• [WHAT TO PRODUCE] Rewrite the records from the line containing "[locate] stack of" through the end, with "white frame" changed to "wooden frame" and nothing else altered.

• [RECORDED DATA]
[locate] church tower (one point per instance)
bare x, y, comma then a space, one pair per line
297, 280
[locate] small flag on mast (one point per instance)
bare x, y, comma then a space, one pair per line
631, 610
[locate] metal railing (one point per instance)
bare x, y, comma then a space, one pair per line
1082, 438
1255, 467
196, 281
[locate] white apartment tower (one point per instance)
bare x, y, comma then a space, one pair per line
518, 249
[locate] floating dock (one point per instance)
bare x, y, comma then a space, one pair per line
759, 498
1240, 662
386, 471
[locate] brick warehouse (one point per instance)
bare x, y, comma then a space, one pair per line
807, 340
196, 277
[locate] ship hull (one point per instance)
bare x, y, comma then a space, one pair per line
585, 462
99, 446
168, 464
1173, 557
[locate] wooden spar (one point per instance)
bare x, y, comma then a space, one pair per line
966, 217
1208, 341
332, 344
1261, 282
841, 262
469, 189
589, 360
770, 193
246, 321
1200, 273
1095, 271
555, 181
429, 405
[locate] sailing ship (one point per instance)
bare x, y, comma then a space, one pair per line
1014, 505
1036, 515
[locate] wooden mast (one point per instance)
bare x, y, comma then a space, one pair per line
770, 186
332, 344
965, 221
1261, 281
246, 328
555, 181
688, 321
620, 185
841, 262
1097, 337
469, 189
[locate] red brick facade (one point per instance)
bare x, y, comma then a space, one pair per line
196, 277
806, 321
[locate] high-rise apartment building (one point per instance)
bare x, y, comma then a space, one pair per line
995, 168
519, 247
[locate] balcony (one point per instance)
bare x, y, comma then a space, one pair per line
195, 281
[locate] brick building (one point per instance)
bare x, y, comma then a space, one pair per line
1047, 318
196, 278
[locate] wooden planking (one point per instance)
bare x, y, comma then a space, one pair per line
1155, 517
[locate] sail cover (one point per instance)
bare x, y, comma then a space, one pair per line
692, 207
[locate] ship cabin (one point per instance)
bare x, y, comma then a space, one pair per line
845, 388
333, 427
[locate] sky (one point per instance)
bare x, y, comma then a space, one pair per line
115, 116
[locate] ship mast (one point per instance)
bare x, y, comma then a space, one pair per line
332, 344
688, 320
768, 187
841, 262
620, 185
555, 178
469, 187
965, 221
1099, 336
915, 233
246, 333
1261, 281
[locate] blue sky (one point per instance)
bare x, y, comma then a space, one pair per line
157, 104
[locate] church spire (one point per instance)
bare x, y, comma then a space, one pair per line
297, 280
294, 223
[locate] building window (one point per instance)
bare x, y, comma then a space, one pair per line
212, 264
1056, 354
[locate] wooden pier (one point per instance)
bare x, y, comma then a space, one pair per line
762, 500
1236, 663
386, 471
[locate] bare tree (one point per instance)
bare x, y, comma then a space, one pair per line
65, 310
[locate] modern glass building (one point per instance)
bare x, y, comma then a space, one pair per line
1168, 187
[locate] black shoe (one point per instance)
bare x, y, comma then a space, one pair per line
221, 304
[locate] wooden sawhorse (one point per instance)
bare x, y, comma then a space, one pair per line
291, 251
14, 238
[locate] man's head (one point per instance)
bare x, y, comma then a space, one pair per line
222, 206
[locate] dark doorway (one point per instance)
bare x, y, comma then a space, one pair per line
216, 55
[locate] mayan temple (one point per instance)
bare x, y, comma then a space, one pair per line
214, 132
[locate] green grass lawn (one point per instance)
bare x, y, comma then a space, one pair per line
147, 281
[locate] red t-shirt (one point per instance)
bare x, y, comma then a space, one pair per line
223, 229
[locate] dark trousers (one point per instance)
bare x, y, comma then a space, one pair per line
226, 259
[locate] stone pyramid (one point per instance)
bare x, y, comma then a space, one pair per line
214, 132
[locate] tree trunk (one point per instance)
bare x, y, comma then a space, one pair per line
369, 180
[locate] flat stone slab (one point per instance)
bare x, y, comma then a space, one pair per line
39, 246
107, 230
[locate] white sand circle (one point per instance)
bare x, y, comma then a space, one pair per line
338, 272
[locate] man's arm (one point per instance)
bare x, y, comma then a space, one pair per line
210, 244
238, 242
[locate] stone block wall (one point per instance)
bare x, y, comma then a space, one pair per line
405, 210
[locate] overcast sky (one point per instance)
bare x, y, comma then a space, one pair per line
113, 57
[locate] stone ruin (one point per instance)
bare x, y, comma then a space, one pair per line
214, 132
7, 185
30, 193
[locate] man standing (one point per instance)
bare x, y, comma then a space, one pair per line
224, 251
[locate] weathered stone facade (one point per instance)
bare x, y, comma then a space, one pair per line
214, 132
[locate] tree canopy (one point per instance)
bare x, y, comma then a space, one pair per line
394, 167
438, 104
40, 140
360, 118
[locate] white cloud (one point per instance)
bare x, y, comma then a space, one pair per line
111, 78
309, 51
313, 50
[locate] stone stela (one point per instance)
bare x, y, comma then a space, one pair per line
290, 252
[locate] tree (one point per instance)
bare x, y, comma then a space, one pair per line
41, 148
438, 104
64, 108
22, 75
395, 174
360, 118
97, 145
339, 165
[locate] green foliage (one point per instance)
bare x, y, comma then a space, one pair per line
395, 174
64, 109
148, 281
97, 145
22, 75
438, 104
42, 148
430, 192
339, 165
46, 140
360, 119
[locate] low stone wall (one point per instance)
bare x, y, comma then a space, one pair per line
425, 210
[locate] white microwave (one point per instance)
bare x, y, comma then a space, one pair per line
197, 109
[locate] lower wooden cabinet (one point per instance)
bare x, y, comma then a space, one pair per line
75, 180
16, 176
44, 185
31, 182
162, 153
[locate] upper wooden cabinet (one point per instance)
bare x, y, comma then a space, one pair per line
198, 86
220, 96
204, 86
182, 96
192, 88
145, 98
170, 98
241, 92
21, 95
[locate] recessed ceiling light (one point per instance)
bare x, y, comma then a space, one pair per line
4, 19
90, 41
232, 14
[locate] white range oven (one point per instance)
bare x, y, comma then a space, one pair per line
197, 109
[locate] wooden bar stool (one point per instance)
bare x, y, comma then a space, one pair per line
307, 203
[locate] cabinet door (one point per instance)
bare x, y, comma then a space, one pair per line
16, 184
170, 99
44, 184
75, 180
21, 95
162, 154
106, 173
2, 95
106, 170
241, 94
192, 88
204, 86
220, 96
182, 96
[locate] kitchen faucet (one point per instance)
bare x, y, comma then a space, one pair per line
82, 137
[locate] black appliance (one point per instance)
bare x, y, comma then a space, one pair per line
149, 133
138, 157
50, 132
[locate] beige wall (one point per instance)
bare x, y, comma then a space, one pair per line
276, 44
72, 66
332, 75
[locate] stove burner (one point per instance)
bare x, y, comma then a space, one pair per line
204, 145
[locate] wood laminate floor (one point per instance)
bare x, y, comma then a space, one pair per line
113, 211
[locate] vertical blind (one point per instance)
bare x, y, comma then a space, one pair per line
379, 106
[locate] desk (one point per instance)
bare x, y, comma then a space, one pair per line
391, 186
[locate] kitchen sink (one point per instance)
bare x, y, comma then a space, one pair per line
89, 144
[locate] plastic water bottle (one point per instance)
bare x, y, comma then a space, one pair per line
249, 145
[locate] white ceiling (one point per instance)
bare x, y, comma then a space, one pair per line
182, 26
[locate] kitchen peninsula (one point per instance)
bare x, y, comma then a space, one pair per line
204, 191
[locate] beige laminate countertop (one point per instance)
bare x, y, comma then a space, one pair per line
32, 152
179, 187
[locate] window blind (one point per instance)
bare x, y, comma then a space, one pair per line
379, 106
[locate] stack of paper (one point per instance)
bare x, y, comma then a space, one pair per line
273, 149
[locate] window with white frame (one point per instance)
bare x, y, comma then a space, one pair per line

• [PROBLEM SOLUTION]
[locate] stack of paper (one point per instance)
bare x, y, comma then a space, one pair per line
273, 149
[locate] window with wooden frame (one point per instance)
bare x, y, comma then a space, one pair per line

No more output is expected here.